**Excerpt:**

The Real Housewives of Beverly Hills (abbreviated RHOBH) is an American reality television series which has been broadcast on Bravo since October 14, 2010. Developed as the sixth installment in The Real Housewives franchise, it has aired twelve seasons and focuses on the personal and professional lives of several women living in or around Beverly Hills, California.

The cast of the most recent season consists of: Kyle Richards, Lisa Rinna, Erika Girardi, Dorit Kemsley, Garcelle Beauvais, Sutton Stracke, Crystal Kung Minkoff and Diana Jenkins, with Kathy Hilton and Sheree Zampino serving as "friends of the housewives".

The success of the show has resulted in two spin-offs: Vanderpump Rules and Vanderpump Dogs, both featuring original cast member Lisa Vanderpump.

Overview and casting

Seasons 1–4 
The Real Housewives of Beverly Hills was announced in March 2010 as the sixth series in The Real Housewives franchise. The first season premiered on October 14, 2010, and starred Kyle Richards, Adrienne Maloof, Kim Richards, Lisa Vanderpump, Camille Grammer and Taylor Armstrong. The series received a 2011 Critics Choice Award for best reality series.

The second season premiered on September 5, 2011, with Brandi Glanville and Dana Wilkey introduced as what were called "friends of the housewives." The second season was re-edited after the death of Taylor Armstrong's husband, Russell Armstrong, who died by suicide on August 15, 2011. Meyer left the main cast after the second season.

The third season aired on November 5, 2012. Glanville was upgraded to a main cast member and Yolanda Foster was added to the series. Marisa Zanuck and Faye Resnick were introduced as friends of the housewives, along with Meyer who was reduced to a friend capacity. Maloof did not return for the fourth season after refusing to attend the season three reunion.

The fourth season premiered on November 4, 2013, with Carlton Gebbia and Joyce Giraud joining the cast. Armstrong was featured in a guest capacity. Giraud and Gebbia were not asked back after the fourth season.

Seasons 5–8 
The fifth season premiered on November 18, 2014, featuring Lisa Rinna and Eileen Davidson as the new housewives. Maloof, Meyer, and Armstrong participated in that season as guests. Kim Richards and Glanville were not asked back for the sixth season as regular cast members.

Erika Jayne and Kathryn Edwards joined the show's sixth season which premiered on December 1, 2015. Kim Richards, Meyer, Armstrong, Resnick, Maloof, and Glanville returned in guest appearances, alongside Bethenny Frankel of The Real Housewives of New York City. The season served as the final season for Hadid, and the only season for Edwards.

The seventh season premiered on December 6, 2016, with new cast member, Dorit Kemsley. Eden Sassoon joined the show in a recurring capacity, whilst Meyer also made regular appearances throughout the season, alongside Kim Richards who served as a friend. Davidson, Sassoon and Kim Richards left the series after the seventh season.

The eighth season premiered on December 19, 2017, with the addition of Teddi Mellencamp Arroyave as a new cast member. Meyer returned as a friend of the housewives, while Davidson, Resnick, and Maloof appeared as guests, along with Frankel.

**Information supplied:**
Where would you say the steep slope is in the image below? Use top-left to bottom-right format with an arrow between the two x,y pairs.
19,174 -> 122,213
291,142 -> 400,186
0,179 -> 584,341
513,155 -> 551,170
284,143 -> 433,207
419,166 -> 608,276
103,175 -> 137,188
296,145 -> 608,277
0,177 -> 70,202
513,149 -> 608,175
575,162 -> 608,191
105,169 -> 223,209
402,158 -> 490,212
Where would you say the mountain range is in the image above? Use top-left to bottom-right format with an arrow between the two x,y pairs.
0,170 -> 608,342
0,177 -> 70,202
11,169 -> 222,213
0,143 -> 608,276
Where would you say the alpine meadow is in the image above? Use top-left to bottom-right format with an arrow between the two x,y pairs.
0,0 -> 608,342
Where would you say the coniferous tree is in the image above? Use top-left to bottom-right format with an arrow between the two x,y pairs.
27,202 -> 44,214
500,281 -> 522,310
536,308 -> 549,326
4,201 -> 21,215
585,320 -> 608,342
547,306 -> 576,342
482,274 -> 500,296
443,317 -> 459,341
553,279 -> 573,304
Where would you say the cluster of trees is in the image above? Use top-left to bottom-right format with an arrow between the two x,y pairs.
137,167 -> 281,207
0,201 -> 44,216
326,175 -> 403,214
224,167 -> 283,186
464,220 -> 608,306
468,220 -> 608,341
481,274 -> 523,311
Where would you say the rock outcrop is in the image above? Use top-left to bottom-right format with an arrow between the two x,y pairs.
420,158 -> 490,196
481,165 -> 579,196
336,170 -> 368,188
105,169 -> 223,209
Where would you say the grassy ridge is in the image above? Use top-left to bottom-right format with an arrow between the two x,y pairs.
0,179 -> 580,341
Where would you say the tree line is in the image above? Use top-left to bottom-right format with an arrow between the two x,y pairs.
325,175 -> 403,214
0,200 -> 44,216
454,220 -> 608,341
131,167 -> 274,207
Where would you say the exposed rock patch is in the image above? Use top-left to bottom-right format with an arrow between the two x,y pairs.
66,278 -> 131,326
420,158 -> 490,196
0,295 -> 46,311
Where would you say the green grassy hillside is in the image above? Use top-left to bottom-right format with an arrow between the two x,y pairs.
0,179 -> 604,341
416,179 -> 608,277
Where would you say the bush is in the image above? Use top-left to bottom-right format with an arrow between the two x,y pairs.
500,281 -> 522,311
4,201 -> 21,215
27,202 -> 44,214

**Objectives:**
A – Answer these questions from the article on The Real Housewives of Beverly Hills, one line each:
(i) On what date did the first season premiere?
(ii) Which two spin-offs has the show's success produced?
(iii) Who were introduced as the new housewives in the fifth season?
B – Reproduce everything in the article on The Real Housewives of Beverly Hills from "The Real Housewives of Beverly Hills (abbreviated" down to "member Lisa Vanderpump.".

**Answers for the exercise:**
A –
(i) October 14, 2010
(ii) Vanderpump Rules and Vanderpump Dogs
(iii) Lisa Rinna and Eileen Davidson

B –
The Real Housewives of Beverly Hills (abbreviated RHOBH) is an American reality television series which has been broadcast on Bravo since October 14, 2010. Developed as the sixth installment in The Real Housewives franchise, it has aired twelve seasons and focuses on the personal and professional lives of several women living in or around Beverly Hills, California.

The cast of the most recent season consists of: Kyle Richards, Lisa Rinna, Erika Girardi, Dorit Kemsley, Garcelle Beauvais, Sutton Stracke, Crystal Kung Minkoff and Diana Jenkins, with Kathy Hilton and Sheree Zampino serving as "friends of the housewives".

The success of the show has resulted in two spin-offs: Vanderpump Rules and Vanderpump Dogs, both featuring original cast member Lisa Vanderpump.